───── GIVEN RECORDS

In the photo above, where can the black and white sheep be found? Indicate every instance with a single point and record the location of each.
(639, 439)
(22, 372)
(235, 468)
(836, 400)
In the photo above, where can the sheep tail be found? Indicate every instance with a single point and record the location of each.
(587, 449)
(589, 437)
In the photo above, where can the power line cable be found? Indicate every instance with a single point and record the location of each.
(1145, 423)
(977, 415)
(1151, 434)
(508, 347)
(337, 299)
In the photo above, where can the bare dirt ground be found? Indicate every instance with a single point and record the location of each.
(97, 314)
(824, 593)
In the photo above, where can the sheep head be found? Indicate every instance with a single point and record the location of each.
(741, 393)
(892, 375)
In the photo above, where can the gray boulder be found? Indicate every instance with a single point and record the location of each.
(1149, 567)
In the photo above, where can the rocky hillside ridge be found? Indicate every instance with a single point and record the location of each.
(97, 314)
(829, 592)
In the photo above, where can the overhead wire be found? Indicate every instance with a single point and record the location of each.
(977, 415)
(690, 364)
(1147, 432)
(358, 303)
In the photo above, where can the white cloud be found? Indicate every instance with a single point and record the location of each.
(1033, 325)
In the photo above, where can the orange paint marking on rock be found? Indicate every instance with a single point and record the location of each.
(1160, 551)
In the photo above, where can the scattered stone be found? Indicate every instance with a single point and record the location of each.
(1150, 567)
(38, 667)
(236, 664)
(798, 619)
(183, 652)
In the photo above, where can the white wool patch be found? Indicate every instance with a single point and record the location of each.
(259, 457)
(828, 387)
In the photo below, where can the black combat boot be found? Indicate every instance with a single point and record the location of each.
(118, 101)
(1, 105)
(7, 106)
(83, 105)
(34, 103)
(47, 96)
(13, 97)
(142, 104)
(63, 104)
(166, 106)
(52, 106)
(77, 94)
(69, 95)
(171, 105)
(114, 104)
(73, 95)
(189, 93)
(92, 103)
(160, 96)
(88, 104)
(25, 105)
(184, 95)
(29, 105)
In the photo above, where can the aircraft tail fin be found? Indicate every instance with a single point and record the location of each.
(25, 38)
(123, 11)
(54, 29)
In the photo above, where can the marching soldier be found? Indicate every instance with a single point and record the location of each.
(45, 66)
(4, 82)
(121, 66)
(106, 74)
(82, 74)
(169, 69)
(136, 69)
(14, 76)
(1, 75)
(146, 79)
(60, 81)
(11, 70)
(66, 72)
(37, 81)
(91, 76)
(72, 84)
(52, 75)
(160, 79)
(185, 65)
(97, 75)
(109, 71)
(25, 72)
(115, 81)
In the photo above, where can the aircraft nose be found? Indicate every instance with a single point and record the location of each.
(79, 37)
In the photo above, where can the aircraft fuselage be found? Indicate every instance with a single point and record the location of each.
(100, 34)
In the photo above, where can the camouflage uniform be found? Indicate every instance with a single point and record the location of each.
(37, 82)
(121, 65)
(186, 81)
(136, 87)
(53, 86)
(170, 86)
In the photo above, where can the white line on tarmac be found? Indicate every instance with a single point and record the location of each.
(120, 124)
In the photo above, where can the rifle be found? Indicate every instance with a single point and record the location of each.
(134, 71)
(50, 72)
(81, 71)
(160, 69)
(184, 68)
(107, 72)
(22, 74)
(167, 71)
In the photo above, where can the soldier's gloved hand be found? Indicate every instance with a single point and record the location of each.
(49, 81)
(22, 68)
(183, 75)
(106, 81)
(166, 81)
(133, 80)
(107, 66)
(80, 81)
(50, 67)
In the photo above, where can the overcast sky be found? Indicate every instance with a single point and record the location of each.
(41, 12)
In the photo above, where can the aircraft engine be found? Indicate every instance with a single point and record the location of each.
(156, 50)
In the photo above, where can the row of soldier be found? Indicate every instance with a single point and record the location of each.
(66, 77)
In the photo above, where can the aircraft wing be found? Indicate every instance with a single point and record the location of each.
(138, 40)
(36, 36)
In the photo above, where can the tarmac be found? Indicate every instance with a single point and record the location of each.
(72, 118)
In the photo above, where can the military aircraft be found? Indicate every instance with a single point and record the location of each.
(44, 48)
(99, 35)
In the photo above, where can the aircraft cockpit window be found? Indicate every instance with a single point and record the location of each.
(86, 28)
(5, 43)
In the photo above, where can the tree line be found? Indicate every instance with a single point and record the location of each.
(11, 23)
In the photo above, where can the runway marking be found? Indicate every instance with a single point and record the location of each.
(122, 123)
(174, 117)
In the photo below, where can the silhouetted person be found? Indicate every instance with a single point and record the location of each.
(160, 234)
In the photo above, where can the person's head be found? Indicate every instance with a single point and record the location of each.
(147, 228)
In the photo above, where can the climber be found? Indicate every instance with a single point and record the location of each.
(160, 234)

──────────

**STATED GOAL**
Rewrite every line of the material, beginning at the line that has "In the photo above, where can the row" and ending with the final line of the material, and shift each coordinate value by adding 146 to it.

**RESULT**
In the photo above, where can the row of soldier be found? Indicate every instance with a single point and record the location of each.
(212, 223)
In the photo above, where can the aircraft wing be found? Indicate every instance with a single point and record the location of each.
(284, 186)
(182, 182)
In the photo above, where can the tarmac be found? Indicate every instance with a single point and record the location of each.
(218, 264)
In the photo above, where can the military aircraft be found? Indicate every instance with a single point and record the location of each.
(190, 194)
(245, 181)
In the photo above, where can the aircraft cockpit window be found? Indicate every instance with a single point and record the location of each.
(232, 174)
(151, 189)
In the photo above, where can the tree line be found? Indicate every instance with a single point and record the location of each.
(157, 169)
In the photo above, where can the runway marking be found? Indicate every instance with a single point and record the location of each.
(268, 269)
(320, 263)
In the photo below, where can the silhouetted person be found? Indicate every instance with a single point and record the location of each.
(306, 380)
In the photo above, where can the person's head be found? Indicate every instance with a single point and record the location of each.
(293, 374)
In the photo above, where can the climber be found? Indicate every instance with a single point and record the location of each.
(306, 380)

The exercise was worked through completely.